[Entries on locating named things]
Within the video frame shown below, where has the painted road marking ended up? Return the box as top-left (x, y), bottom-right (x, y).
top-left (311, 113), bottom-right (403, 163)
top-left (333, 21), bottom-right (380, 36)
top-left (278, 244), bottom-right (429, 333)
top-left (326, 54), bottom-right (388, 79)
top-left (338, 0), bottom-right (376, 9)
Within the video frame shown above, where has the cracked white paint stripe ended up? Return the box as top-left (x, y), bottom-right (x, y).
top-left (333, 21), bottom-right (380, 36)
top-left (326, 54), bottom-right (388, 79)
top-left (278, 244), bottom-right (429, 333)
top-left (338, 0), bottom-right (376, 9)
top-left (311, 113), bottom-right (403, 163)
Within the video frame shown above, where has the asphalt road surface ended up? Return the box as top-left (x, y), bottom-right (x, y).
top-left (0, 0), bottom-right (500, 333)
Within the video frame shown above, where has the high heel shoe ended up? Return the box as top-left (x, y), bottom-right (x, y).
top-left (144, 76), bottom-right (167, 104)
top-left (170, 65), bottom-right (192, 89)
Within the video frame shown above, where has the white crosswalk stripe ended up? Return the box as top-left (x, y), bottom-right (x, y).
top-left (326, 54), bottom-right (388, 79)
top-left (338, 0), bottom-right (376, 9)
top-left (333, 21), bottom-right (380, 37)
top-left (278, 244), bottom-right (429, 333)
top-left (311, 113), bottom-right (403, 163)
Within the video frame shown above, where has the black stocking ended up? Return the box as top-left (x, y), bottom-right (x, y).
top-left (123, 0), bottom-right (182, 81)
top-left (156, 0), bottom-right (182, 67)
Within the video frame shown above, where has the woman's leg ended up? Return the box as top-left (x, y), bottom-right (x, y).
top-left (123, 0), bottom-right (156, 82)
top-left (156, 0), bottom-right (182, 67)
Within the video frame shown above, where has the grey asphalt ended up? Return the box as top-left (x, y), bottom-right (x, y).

EXERCISE DETAILS: Copy only the stretch running from the line containing "Within the video frame shown above, where has the asphalt" to the final line of the entries, both ends included, exactly as it stands.

SOLUTION FOR THIS TASK:
Within the video frame shown above, where has the asphalt road surface ended up? Return the box as top-left (x, y), bottom-right (x, y).
top-left (0, 0), bottom-right (500, 333)
Within the video frame shown above, where has the high heel shoe ended up? Return the box as top-left (x, y), bottom-right (x, y).
top-left (144, 76), bottom-right (167, 104)
top-left (170, 65), bottom-right (192, 89)
Within the video frame shown above, where has the white crosswalk stripe ended up? Return the box as top-left (x, y), bottom-right (x, y).
top-left (326, 54), bottom-right (388, 79)
top-left (338, 0), bottom-right (376, 9)
top-left (333, 21), bottom-right (380, 37)
top-left (278, 244), bottom-right (429, 333)
top-left (311, 113), bottom-right (403, 163)
Within the video frame shown above, where has the black stocking ended up? Return the box as top-left (x, y), bottom-right (x, y).
top-left (123, 0), bottom-right (182, 81)
top-left (156, 0), bottom-right (182, 67)
Within the video frame shown above, where has the woman's leg ended up? Return the box as top-left (x, y), bottom-right (x, y).
top-left (123, 0), bottom-right (156, 82)
top-left (156, 0), bottom-right (182, 67)
Within the video frame shown above, where has the grey asphalt ended up? Return the box as top-left (x, y), bottom-right (x, y).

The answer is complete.